● WHAT TO DO
1. Please write out the patch message below, starting with "It behaves a" and going on through "this functionality itself.".
2. Summarize the patch message below in two sentences.
3. In the patch message below, what value is the vgpu model reset to during cleanup?

● SOURCE TEXT

□ □ □ □ □ □ □

[pve-devel] [PATCH qemu-server 3/3] pci: mdev: adapt to nvidia interface with kernel >= 6.8

Dominik Csapak d.csapak at proxmox.com
Tue Aug 6 14:22:02 CEST 2024


since kernel 6.8, NVIDIAs vGPU driver does not use the generic mdev
interface anymore, since they relied on a feature there which is not
available anymore. IIUC the kernel [0] recommends drivers to implement
their own device specific features since putting all in the generic one
does not make sense.

They now have an 'nvidia' folder in the device sysfs path, which
contains the files `creatable_vgpu_types`/`current_vgpu_type` to
control the virtual functions model, and then the whole virtual function
has to be passed through (although without resetting and changing to the
vfio-pci driver).

This patch implements changes so that from a config perspective, it
still is an mediated device, and we map the functionality iff the device
has no mediated devices but the new NVIDIAs sysfsapi and the model name
is 'nvidia-<..>'

It behaves a bit different than mdevs and normal pci passthrough, as we
have to choose the correct device immediately since it's bound to the
pciid, but we must not bind the device to vfio-pci as the NVIDIA driver
implements this functionality itself.

When cleaning up, we iterate over all reserved devices (since for a
mapping we can't know at this point which was chosen besides looking at
the reservations) and reset the vgpu model to '0', so it frees up the
reservation from NVIDIAs side. (We also do that in a loop, since it's
not always immediately ready after QEMU closes)

A general problem (but that was previously also the case) is that a
showcmd (for a not running guest) reserves the pciids, which might block
an execution of a different real vm. This is now a bit more problematic
as we (temporarily) set the vgpu type then.

0: https://docs.kernel.org/driver-api/vfio-pci-device-specific-driver-acceptance.html

Signed-off-by: Dominik Csapak <d.csapak at proxmox.com>
---
 PVE/QemuServer.pm                | 25 ++++++++--
 PVE/QemuServer/PCI.pm            | 80 ++++++++++++++++++++++++++++++--
 test/run_config2command_tests.pl |  3 ++
 3 files changed, 100 insertions(+), 8 deletions(-)

□ □ □ □ □ □ □

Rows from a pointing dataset
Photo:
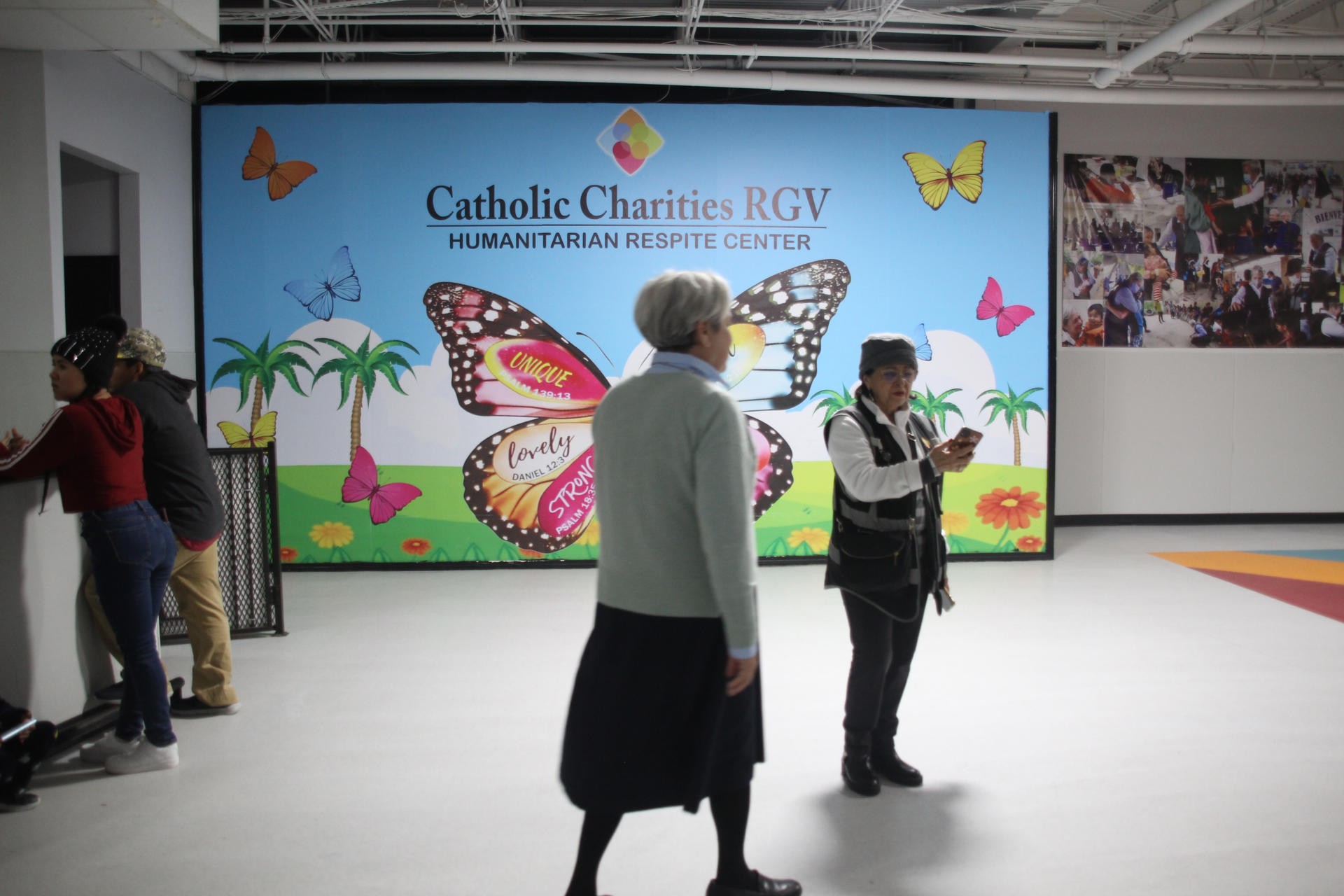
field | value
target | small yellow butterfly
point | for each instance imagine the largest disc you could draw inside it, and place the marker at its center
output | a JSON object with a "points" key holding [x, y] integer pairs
{"points": [[964, 176], [261, 435]]}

□ □ □ □ □ □ □

● RESPONSES TO THE TASKS
1.
It behaves a bit different than mdevs and normal pci passthrough, as we
have to choose the correct device immediately since it's bound to the
pciid, but we must not bind the device to vfio-pci as the NVIDIA driver
implements this functionality itself.

2. Since kernel 6.8, NVIDIA's vGPU driver no longer uses the generic mdev interface and instead controls the virtual function model through files in an 'nvidia' folder in the device sysfs path. The patch keeps these devices as mediated devices from a config perspective, maps the functionality when a device has the new NVIDIA sysfs API and a model name of 'nvidia-<..>', and resets the vgpu model to '0' during cleanup to free the reservation.

3. It is reset to '0'.